# Extracted records
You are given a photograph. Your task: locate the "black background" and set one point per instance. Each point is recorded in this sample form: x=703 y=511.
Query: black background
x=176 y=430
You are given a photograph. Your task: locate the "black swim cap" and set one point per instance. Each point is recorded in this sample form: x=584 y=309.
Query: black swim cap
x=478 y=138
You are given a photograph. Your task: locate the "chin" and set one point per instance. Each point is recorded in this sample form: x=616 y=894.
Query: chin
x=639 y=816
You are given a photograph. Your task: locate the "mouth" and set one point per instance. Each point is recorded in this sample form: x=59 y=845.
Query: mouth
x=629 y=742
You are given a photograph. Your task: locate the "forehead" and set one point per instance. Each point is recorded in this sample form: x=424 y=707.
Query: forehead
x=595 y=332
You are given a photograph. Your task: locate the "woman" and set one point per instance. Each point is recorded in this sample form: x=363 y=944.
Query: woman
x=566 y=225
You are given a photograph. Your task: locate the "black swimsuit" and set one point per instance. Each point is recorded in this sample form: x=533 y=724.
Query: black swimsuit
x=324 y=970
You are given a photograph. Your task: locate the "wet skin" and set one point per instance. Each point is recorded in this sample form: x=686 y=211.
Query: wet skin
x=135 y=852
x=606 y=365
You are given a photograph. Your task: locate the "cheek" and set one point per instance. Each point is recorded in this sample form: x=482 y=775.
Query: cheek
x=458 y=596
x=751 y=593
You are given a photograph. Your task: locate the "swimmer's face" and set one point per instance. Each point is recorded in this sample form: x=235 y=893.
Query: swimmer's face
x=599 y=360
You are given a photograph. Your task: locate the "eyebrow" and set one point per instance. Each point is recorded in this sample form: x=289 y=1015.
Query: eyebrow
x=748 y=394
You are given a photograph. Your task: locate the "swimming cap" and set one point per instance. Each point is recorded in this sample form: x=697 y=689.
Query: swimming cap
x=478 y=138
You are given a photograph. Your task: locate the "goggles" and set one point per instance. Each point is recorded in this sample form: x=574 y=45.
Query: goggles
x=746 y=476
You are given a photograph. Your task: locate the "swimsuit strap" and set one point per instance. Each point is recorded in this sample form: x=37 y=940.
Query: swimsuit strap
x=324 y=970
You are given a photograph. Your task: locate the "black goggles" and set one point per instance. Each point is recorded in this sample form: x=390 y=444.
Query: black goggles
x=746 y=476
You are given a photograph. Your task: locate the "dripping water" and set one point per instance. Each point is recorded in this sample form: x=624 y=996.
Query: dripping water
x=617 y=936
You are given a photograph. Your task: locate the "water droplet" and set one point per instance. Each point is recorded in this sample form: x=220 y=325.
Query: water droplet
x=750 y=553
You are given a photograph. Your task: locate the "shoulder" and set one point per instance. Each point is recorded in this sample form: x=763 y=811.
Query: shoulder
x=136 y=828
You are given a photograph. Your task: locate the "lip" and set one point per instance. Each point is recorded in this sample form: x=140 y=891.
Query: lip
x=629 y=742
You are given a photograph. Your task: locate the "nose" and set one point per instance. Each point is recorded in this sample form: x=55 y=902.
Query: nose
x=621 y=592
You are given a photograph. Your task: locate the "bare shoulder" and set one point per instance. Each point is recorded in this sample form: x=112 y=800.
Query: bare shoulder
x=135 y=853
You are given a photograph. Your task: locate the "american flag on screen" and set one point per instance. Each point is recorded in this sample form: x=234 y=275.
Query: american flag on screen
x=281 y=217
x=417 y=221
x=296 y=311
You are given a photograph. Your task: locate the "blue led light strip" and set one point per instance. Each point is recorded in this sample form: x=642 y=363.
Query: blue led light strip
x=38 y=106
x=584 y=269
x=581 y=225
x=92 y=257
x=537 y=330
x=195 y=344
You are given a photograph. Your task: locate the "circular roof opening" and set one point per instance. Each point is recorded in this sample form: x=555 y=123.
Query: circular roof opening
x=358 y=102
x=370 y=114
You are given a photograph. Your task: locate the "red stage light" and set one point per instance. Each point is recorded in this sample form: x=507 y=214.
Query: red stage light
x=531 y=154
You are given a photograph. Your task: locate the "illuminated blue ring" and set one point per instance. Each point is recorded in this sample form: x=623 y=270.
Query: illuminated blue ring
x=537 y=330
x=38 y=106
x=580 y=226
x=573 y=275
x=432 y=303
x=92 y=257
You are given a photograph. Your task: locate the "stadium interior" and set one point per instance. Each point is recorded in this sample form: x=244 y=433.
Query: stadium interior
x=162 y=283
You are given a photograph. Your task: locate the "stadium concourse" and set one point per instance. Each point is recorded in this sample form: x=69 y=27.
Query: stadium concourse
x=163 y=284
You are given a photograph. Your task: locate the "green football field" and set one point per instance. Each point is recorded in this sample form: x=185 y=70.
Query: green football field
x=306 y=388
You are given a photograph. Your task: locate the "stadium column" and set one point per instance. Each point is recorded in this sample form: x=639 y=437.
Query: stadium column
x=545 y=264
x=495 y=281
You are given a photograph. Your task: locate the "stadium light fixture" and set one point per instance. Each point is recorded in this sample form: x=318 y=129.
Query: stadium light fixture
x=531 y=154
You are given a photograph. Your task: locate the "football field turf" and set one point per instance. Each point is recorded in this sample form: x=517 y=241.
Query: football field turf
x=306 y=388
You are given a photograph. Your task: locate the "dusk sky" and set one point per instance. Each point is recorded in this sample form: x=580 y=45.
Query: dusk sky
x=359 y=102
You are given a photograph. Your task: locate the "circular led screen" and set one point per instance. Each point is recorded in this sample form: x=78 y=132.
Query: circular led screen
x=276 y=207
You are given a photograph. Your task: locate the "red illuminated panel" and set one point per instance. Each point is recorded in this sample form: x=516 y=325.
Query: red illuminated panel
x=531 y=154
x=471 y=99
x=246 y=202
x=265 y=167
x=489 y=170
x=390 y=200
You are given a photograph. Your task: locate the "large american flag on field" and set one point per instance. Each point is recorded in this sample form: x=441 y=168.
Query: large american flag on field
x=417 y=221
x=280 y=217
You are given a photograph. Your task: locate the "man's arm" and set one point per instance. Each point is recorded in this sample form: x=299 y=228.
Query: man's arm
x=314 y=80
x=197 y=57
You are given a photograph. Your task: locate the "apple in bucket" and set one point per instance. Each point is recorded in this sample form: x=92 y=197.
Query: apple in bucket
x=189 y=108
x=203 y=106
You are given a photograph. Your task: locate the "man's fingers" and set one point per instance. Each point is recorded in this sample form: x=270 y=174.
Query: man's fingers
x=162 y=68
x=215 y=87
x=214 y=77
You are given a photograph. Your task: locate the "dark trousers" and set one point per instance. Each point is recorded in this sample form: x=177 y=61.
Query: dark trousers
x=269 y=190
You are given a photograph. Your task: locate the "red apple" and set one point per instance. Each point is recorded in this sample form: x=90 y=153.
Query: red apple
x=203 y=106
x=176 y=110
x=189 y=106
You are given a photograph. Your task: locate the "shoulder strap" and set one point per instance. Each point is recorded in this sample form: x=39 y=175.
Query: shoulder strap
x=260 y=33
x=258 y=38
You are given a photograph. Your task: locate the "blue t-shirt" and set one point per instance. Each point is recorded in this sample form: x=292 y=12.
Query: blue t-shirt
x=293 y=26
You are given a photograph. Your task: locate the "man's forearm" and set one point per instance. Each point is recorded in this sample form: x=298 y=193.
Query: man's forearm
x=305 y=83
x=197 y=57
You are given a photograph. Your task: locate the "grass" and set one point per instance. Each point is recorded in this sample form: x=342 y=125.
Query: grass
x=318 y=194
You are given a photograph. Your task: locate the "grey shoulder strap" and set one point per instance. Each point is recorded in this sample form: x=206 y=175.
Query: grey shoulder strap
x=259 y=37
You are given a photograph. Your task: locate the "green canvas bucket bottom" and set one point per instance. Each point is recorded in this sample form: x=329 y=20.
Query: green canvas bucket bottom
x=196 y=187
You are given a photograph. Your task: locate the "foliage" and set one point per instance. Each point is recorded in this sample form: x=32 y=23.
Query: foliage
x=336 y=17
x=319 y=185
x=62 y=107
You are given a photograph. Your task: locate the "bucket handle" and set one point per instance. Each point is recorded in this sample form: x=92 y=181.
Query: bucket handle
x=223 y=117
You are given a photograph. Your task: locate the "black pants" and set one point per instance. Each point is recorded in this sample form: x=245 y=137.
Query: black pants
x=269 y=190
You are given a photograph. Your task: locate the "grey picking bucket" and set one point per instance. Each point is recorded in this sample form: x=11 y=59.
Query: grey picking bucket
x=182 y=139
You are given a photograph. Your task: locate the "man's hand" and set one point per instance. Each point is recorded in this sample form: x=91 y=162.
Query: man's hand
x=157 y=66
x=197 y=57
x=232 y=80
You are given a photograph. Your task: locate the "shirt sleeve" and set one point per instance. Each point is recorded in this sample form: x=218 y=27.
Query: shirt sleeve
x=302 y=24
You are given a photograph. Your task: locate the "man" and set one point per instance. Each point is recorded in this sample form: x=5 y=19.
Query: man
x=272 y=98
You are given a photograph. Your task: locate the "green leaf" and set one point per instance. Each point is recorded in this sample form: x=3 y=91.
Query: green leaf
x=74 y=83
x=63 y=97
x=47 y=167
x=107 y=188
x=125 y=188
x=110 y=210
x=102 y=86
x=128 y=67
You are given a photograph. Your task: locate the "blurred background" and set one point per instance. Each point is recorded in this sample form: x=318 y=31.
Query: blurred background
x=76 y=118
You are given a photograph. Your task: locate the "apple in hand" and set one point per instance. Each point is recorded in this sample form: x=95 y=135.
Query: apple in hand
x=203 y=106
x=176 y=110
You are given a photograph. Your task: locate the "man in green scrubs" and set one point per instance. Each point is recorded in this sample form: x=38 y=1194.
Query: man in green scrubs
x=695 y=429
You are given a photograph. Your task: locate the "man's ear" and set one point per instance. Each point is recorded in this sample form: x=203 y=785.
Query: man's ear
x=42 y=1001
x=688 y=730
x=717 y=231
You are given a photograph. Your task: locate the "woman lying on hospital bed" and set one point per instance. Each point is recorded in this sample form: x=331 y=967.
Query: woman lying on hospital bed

# Instructions to follow
A single number is the answer: how many lines of the material contain "lying"?

# Completed task
2